## Supplied text
Start of Block
Communities across Minnesota are creating local solutions to help their community members access mental health services. More could be done with additional grant funding.

MHA has concerns about proposed government mandates that would increase health care costs without proven improvements in quality or access to care

Reject a new government database that does not improve workplace safety or prevent violence
Hospitals should be places of safety and healing for patients, caregivers and visitors. Minnesota’s hospitals take threats against patients, staff and visitors seriously. Since the passage of violence prevention legislation in 2015, hospitals have been continuously working on violence prevention plans, conducting training for all direct care workers and reviewing incidents of violence with employees. Hospitals are spending significant resources on security personnel, threat assessment tools and redesign of facilities to improve staff security.

In 2014, a public-private coalition of health care stakeholders including MHA, the Minnesota Nurses Association (MNA) and the Minnesota Department of Health (MDH) published a gap analysis on workplace violence prevention to help health care organizations identify risks for violence and put effective strategies in place. A full 100% of MHA members participate in these best practices guidelines.

MHA has concerns with many of the provisions of HF 1398/SF 1576, including creating a new MDH database that would allow hospital employees during their work shifts to make complaints about staffing and safety concerns. There is already a mechanism for hospital staff to report safety concerns to the state: under Minnesota’s condition of licensure, nurses are obligated to report instances in which “the delegation of a nursing function […] could reasonably be expected to result in unsafe or ineffective patient care” to MDH’s Office of Health Facility Complaints.

Hospitals are committed to work with all hospital employees, union representatives if the hospital has a collective bargaining agreement, local law enforcement and safety experts to ensure that hospitals are safe. Learn more about workplace violence prevention on the MHA website.

Preserve the ability for hospitals to have employment agreements with physicians
MHA opposes HF 557/SF 350, prohibiting any type of physician noncompete agreement. Hospitals rely on these mutually agreed-upon contracts to recruit, attract and retain physicians — often by offering to build a practice including a facility, equipment and staff or loan repayment in exchange for working for that hospital or health care system for a specific duration. With a physician shortage, hospitals and communities could experience constant bidding wars to attract and retain physicians. Eliminating noncompete agreements could lead to even greater challenges for rural communities already struggling with physician recruitment.
End of Block
## Instructions
#1 According to the hospital policy text, in what year did the public-private coalition publish its gap analysis on workplace violence prevention?
#2 Reproduce a passage of the hospital policy text word for word. Begin at the words "MHA has concerns with" and stop after "the MHA website.".

## Supplied information
Start of Block
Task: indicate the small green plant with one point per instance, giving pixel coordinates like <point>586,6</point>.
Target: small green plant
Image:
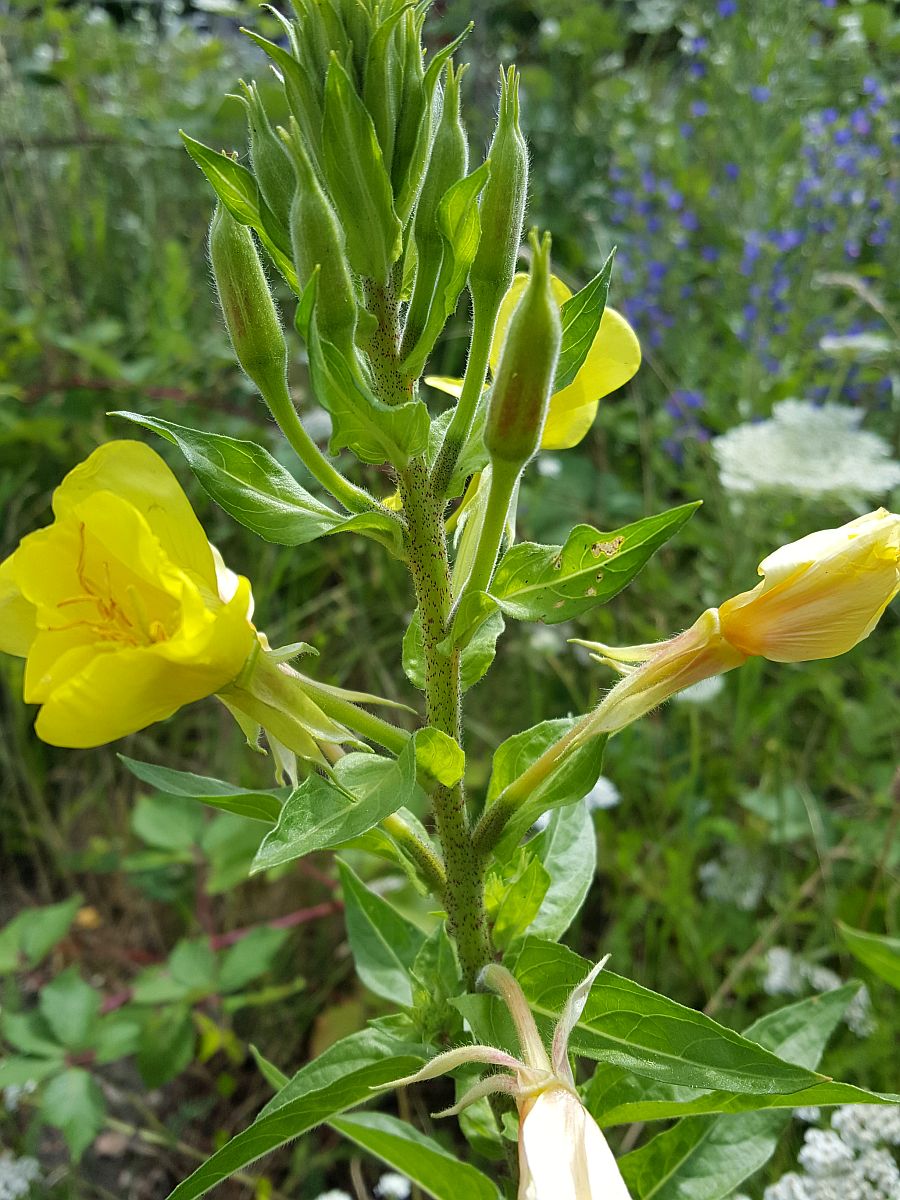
<point>364,202</point>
End of Block
## Answers by item number
#1 2014

#2
MHA has concerns with many of the provisions of HF 1398/SF 1576, including creating a new MDH database that would allow hospital employees during their work shifts to make complaints about staffing and safety concerns. There is already a mechanism for hospital staff to report safety concerns to the state: under Minnesota’s condition of licensure, nurses are obligated to report instances in which “the delegation of a nursing function […] could reasonably be expected to result in unsafe or ineffective patient care” to MDH’s Office of Health Facility Complaints.

Hospitals are committed to work with all hospital employees, union representatives if the hospital has a collective bargaining agreement, local law enforcement and safety experts to ensure that hospitals are safe. Learn more about workplace violence prevention on the MHA website.